What you need to do
Among the entries below, take the line with "such as <point>362,987</point>" and the line with "such as <point>289,380</point>", and output them and every line between them exactly, with nothing else.

----- Records for processing

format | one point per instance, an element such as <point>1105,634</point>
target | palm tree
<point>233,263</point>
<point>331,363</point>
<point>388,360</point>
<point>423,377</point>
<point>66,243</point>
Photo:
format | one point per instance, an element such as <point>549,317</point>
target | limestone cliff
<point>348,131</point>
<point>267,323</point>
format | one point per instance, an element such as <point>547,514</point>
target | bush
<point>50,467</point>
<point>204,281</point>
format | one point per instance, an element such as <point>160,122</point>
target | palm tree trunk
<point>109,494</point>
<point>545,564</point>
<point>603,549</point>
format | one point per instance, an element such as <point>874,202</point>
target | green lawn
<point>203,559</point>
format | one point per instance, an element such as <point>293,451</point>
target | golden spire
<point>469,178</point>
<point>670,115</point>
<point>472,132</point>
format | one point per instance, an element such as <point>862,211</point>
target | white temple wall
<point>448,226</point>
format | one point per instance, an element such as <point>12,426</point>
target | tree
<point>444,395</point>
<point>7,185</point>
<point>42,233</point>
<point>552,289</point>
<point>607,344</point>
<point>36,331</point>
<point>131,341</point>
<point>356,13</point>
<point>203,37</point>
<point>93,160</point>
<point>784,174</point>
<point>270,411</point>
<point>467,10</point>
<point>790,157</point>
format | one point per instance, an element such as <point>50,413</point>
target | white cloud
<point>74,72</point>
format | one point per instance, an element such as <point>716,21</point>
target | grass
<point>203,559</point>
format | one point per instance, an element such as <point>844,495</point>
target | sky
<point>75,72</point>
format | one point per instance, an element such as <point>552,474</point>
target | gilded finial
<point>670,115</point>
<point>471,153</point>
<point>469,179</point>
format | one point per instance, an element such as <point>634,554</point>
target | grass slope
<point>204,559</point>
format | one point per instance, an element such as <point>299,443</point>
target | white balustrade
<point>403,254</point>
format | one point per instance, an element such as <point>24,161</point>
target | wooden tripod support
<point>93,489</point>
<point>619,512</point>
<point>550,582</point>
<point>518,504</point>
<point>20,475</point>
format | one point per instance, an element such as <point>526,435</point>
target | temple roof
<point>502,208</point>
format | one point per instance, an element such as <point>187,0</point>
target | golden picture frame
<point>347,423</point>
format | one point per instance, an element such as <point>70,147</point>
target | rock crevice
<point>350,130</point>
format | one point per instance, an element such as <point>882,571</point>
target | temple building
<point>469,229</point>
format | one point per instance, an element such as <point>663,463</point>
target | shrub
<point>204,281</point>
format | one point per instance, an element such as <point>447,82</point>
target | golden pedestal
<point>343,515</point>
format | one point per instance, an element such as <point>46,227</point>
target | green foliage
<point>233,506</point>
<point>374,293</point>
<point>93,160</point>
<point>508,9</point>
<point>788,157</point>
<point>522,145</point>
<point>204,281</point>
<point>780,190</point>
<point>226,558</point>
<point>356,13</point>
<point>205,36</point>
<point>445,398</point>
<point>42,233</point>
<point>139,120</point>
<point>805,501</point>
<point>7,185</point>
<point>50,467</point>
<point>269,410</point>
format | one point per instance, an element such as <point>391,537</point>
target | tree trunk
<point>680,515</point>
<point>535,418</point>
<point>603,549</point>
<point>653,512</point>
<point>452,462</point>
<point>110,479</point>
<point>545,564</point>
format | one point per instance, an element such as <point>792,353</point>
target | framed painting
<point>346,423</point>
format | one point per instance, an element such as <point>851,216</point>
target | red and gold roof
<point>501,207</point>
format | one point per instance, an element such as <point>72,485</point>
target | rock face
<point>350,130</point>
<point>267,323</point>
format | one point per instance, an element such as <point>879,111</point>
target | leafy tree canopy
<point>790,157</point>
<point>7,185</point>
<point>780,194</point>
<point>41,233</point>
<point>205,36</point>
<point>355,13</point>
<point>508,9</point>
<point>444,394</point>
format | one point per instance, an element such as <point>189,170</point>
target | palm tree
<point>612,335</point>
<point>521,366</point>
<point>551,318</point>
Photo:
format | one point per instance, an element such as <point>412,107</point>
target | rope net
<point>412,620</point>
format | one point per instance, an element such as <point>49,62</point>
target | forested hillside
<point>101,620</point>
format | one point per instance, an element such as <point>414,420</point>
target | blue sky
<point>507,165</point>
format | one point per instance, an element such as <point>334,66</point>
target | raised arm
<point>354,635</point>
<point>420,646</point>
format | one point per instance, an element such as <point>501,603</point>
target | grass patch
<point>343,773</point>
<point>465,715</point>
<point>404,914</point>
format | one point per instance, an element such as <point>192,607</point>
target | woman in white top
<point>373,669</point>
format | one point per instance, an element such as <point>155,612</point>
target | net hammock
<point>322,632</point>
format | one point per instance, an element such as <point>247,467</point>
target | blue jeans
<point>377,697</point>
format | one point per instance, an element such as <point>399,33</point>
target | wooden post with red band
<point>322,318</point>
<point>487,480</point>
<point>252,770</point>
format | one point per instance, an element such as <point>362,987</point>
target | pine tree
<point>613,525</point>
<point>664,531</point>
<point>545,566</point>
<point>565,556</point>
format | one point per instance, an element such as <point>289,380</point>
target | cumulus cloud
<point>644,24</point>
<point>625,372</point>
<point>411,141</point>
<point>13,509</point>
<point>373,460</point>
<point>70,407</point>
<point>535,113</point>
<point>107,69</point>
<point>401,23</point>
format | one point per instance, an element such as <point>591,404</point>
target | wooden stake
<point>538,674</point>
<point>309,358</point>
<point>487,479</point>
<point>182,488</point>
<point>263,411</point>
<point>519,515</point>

----------

Answer to the problem
format | one point per instance, an element such as <point>362,987</point>
target | pine tree
<point>613,525</point>
<point>664,531</point>
<point>545,566</point>
<point>565,556</point>
format | one point per instance, an element such as <point>289,380</point>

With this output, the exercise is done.